**** DOCUMENT EXTRACT

Corophium volutator is a common species of amphipod, which are shrimp-like crustaceans. This specimen was collected on the Thames estuary, as part of one of our environmental surveys for a new development. The samples we collected contained over 800 animals each on average, taken from intertidal regions that, from a quick glance, one would be forgiven for assuming were devoid of life. Over 60% of these animals were specimens of C. volutator.
C. volutator can be found all around the coasts of the UK, inhabiting muddy intertidal regions where they dig burrows and forage using their specialised antennae which can be as long as the rest of their entire body. When present in high densities the openings of these burrows can be seen clearly on the surface of the sediment.
The Thames was declared “biologically dead” in 1957 by the Natural History Museum and was often described as nothing more than a sewer. Improvements in sewage treatment, along with new and stricter regulations on heavy metals and other pollutants have meant a remarkable recovery over the last 60 years. It is now considered to be the cleanest river in the world that flows through a major city.
This improvement has brought with it an array of different species, with the Thames now teeming with life, even if most of it is not easily visible from Tower Bridge. It even supports rare and protected species such as the tiny ‘lagoon sea slug’, Tenellia adspersa. On a larger scale, the animals that call the Thames home include grey and common seals, over 120 species of fish, including seahorses, as well as a wide assemblage of nationally and internationally important populations of wading birds.

********
**** GIVEN ENTRIES

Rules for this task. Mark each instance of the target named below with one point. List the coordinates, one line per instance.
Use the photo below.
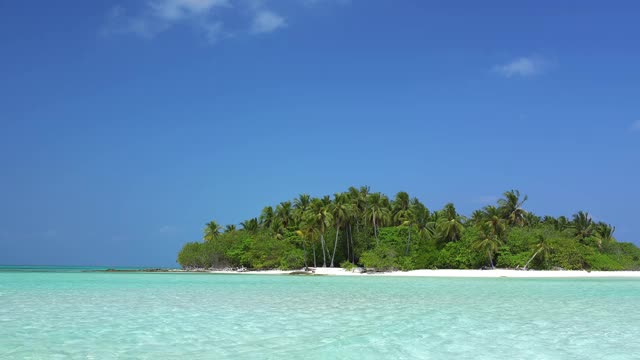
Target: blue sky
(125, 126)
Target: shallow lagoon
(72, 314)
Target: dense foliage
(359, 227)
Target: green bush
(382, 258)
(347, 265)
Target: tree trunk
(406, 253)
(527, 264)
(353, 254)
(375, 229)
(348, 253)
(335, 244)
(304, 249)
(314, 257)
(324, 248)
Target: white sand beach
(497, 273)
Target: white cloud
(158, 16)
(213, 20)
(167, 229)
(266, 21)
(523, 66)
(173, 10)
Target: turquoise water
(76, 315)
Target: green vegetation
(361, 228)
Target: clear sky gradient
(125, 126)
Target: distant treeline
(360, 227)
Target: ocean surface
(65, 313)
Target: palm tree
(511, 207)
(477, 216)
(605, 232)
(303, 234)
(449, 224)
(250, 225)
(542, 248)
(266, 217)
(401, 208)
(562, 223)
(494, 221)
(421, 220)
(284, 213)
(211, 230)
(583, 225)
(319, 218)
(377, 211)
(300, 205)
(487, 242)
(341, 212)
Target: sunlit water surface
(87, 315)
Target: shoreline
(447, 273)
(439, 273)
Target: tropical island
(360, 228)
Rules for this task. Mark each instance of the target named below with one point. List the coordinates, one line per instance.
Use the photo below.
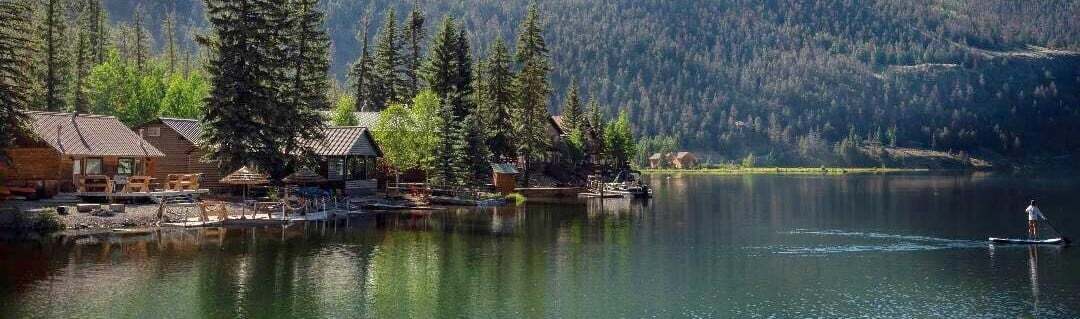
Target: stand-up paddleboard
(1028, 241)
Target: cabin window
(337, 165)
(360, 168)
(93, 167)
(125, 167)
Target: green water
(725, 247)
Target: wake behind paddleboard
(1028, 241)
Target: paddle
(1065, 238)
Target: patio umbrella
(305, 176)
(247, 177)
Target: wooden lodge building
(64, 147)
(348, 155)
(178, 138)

********

- [QUESTIONS TO ANSWER]:
A. Answer from the Thames text:
(i) What share of the animals in the samples were specimens of C. volutator?
(ii) In what year was the Thames declared "biologically dead"?
(iii) How many species of fish live in the Thames?
B. In the Thames text, rewrite the passage from "The Thames was" to "a major city.", putting "drain" in place of "sewer".
C. Carry on the Thames text from its last sentence.
The listing comes from a separate source.

- [EXPECTED OUTPUTS]:
A.
(i) Over 60%
(ii) 1957
(iii) Over 120

B.
The Thames was declared “biologically dead” in 1957 by the Natural History Museum and was often described as nothing more than a drain. Improvements in sewage treatment, along with new and stricter regulations on heavy metals and other pollutants have meant a remarkable recovery over the last 60 years. It is now considered to be the cleanest river in the world that flows through a major city.

C.
All of these animals need something to eat, which tends to be bad news for invertebrates. Being able to tolerate a wide range of stresses and environmental variation, combined with the ability to quickly reproduce, many invertebrates form the base of food webs upon which larger, commercially important, and more recognisable animals feed.
C. volutator can reach incredibly high densities on mudflats, up to 100,000 per square metre, making them an ideal food source. They form a significant part of the diet of many fish including flounder, sprat and smelt during high tide and for wading birds such as redshank, dunlin and shelduck at low tide.
Whilst the Thames, like many rivers around the world, faces new pressures such as pollution from plastics, being able to come back from the dead is no mean feat and with the right management the Thames should be alive and kicking for years to come, continuing to act as a haven for wildlife in the middle of a busy metropolis.